Problem to solve –
Can you reproduce verbatim everything in the records from the line containing "Target: green tree" down to the line containing "91 86 L 101", including both of those lines?

### Record set ###

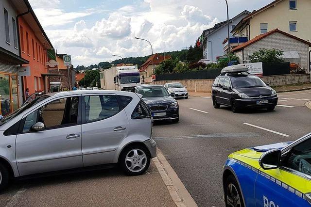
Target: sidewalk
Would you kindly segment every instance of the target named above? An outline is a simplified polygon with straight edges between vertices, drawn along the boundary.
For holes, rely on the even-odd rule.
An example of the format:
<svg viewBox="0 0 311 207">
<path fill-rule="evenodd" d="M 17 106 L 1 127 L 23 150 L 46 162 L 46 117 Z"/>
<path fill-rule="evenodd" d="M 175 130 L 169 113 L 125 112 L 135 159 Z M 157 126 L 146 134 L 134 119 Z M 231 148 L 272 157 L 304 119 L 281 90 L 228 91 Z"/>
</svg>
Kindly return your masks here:
<svg viewBox="0 0 311 207">
<path fill-rule="evenodd" d="M 154 161 L 146 174 L 112 169 L 15 182 L 0 206 L 176 207 Z"/>
</svg>

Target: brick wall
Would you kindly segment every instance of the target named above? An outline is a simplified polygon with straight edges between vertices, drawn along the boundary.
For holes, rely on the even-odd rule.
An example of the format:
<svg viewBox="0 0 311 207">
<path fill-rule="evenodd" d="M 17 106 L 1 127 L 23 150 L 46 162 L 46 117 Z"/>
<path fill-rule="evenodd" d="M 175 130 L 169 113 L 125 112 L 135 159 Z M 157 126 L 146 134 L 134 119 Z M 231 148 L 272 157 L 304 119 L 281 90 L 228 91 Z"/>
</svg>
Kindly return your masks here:
<svg viewBox="0 0 311 207">
<path fill-rule="evenodd" d="M 156 80 L 155 84 L 164 85 L 168 82 L 178 82 L 187 87 L 188 91 L 192 92 L 211 93 L 214 80 Z"/>
<path fill-rule="evenodd" d="M 50 82 L 59 82 L 60 81 L 62 84 L 62 87 L 63 89 L 67 88 L 69 90 L 71 90 L 72 88 L 73 87 L 73 84 L 72 84 L 72 78 L 74 78 L 74 77 L 72 77 L 72 74 L 75 74 L 75 73 L 72 73 L 73 70 L 72 69 L 69 69 L 69 81 L 68 80 L 68 70 L 66 69 L 60 69 L 59 73 L 61 75 L 61 80 L 59 80 L 59 76 L 50 76 L 49 77 Z M 50 73 L 53 73 L 53 74 L 58 74 L 58 70 L 55 69 L 50 69 Z M 74 83 L 73 83 L 74 84 Z"/>
<path fill-rule="evenodd" d="M 243 60 L 248 54 L 252 54 L 260 48 L 276 48 L 283 51 L 297 51 L 300 55 L 301 67 L 309 71 L 309 46 L 295 39 L 279 32 L 276 32 L 244 48 Z"/>
<path fill-rule="evenodd" d="M 282 75 L 279 76 L 265 76 L 261 78 L 262 80 L 270 86 L 278 86 L 299 83 L 310 83 L 310 74 Z"/>
<path fill-rule="evenodd" d="M 7 63 L 0 61 L 0 73 L 1 72 L 7 73 L 17 74 L 17 67 L 16 65 L 9 64 Z"/>
</svg>

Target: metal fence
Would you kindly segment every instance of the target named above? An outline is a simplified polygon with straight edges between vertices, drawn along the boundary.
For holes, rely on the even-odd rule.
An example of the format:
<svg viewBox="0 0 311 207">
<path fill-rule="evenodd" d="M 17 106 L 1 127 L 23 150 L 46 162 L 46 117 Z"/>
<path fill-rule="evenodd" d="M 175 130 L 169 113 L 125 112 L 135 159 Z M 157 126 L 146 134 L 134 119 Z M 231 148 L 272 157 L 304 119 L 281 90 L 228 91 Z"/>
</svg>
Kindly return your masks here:
<svg viewBox="0 0 311 207">
<path fill-rule="evenodd" d="M 223 68 L 190 71 L 184 73 L 169 73 L 156 76 L 156 80 L 173 80 L 193 79 L 215 79 L 220 74 Z"/>
</svg>

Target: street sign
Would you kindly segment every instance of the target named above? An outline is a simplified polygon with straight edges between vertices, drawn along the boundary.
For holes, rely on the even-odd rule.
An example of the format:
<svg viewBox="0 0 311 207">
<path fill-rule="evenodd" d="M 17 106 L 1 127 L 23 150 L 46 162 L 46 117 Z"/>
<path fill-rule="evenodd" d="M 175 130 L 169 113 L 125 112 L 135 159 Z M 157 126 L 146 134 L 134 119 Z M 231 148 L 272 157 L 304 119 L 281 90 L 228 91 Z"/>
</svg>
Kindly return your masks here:
<svg viewBox="0 0 311 207">
<path fill-rule="evenodd" d="M 245 66 L 248 68 L 248 72 L 251 74 L 262 76 L 262 63 L 252 63 L 244 64 L 239 64 L 240 65 Z"/>
<path fill-rule="evenodd" d="M 30 66 L 18 67 L 18 76 L 30 76 Z"/>
<path fill-rule="evenodd" d="M 71 56 L 64 55 L 64 64 L 66 66 L 71 66 Z"/>
</svg>

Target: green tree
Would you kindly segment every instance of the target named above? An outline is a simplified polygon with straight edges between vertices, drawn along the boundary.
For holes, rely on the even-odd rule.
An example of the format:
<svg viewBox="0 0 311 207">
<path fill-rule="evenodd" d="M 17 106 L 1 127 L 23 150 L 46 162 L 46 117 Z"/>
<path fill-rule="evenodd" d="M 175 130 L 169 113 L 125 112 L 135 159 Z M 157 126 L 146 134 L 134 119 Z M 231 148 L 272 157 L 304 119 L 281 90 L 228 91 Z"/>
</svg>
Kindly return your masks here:
<svg viewBox="0 0 311 207">
<path fill-rule="evenodd" d="M 282 63 L 284 59 L 280 56 L 283 55 L 283 51 L 275 48 L 261 48 L 249 56 L 251 63 Z"/>
<path fill-rule="evenodd" d="M 96 86 L 97 83 L 97 86 Z M 87 70 L 85 76 L 79 82 L 79 85 L 85 87 L 91 86 L 101 87 L 101 78 L 99 70 Z"/>
<path fill-rule="evenodd" d="M 156 66 L 155 70 L 155 74 L 156 75 L 173 73 L 174 68 L 176 67 L 178 61 L 177 59 L 165 60 Z"/>
</svg>

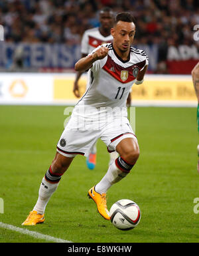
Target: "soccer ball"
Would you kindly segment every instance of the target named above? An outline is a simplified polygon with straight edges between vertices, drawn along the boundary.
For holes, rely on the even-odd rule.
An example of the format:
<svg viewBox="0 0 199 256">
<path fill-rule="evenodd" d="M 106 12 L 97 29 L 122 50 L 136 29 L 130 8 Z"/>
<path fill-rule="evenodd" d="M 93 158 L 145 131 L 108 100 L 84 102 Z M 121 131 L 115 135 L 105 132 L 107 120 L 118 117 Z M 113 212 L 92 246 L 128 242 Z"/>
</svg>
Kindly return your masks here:
<svg viewBox="0 0 199 256">
<path fill-rule="evenodd" d="M 135 201 L 122 199 L 111 206 L 110 211 L 111 221 L 119 229 L 129 230 L 139 223 L 141 211 Z"/>
</svg>

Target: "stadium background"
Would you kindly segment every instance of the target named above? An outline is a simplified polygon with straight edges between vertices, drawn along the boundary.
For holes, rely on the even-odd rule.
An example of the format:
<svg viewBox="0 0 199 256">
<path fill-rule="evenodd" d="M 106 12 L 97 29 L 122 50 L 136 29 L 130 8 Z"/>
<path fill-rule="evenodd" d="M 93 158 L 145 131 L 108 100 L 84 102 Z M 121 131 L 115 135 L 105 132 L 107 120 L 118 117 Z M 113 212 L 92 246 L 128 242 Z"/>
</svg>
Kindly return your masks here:
<svg viewBox="0 0 199 256">
<path fill-rule="evenodd" d="M 194 30 L 199 24 L 197 3 L 1 0 L 1 221 L 21 227 L 31 210 L 54 156 L 65 107 L 78 100 L 72 88 L 81 37 L 85 29 L 99 25 L 98 10 L 109 6 L 115 13 L 133 13 L 135 46 L 149 59 L 144 83 L 132 90 L 132 105 L 139 106 L 141 157 L 132 176 L 113 188 L 107 201 L 109 207 L 121 196 L 135 199 L 143 213 L 141 223 L 121 235 L 96 216 L 94 205 L 86 201 L 88 190 L 107 170 L 108 156 L 100 142 L 95 172 L 87 170 L 84 158 L 77 157 L 49 202 L 46 225 L 29 230 L 76 242 L 198 242 L 198 214 L 193 213 L 194 199 L 198 197 L 198 138 L 196 108 L 192 108 L 197 100 L 190 75 L 199 61 Z M 80 81 L 82 94 L 86 82 L 85 74 Z M 1 228 L 0 234 L 0 242 L 43 241 Z"/>
<path fill-rule="evenodd" d="M 195 106 L 190 76 L 199 60 L 194 30 L 199 24 L 199 8 L 194 0 L 1 1 L 0 24 L 5 41 L 0 41 L 0 102 L 75 104 L 74 66 L 81 56 L 81 38 L 86 29 L 99 26 L 98 11 L 103 6 L 115 13 L 127 11 L 134 15 L 134 46 L 149 56 L 147 74 L 189 76 L 149 76 L 148 83 L 134 86 L 133 104 Z M 5 72 L 29 75 L 11 78 Z M 46 73 L 50 75 L 40 76 Z M 83 76 L 82 94 L 86 83 Z"/>
</svg>

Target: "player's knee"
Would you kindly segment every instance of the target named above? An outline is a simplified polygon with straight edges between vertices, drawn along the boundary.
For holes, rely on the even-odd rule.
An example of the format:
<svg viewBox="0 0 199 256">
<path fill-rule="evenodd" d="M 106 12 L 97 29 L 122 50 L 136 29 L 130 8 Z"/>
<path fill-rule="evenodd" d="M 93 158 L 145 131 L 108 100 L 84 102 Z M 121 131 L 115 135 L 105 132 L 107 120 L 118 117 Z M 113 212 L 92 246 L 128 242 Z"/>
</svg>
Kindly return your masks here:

###

Finished task –
Target: green tree
Would you kindly segment every instance of the target named above? An outline is a simplified polygon with straight edges between vertices, drawn along the boundary.
For holes, rely on the even-odd rule.
An example of the format:
<svg viewBox="0 0 311 207">
<path fill-rule="evenodd" d="M 17 106 L 1 127 L 23 150 L 46 162 L 46 117 Z"/>
<path fill-rule="evenodd" d="M 175 130 L 169 113 L 125 112 L 135 159 Z M 157 126 L 146 134 L 134 119 Z M 231 148 L 272 157 L 304 119 L 281 90 L 228 91 Z"/>
</svg>
Kindly return your masks here:
<svg viewBox="0 0 311 207">
<path fill-rule="evenodd" d="M 282 63 L 284 59 L 280 56 L 283 55 L 283 51 L 275 48 L 261 48 L 249 56 L 251 63 Z"/>
<path fill-rule="evenodd" d="M 96 86 L 97 83 L 97 86 Z M 87 70 L 85 76 L 79 82 L 79 85 L 85 87 L 91 86 L 101 87 L 101 78 L 99 70 Z"/>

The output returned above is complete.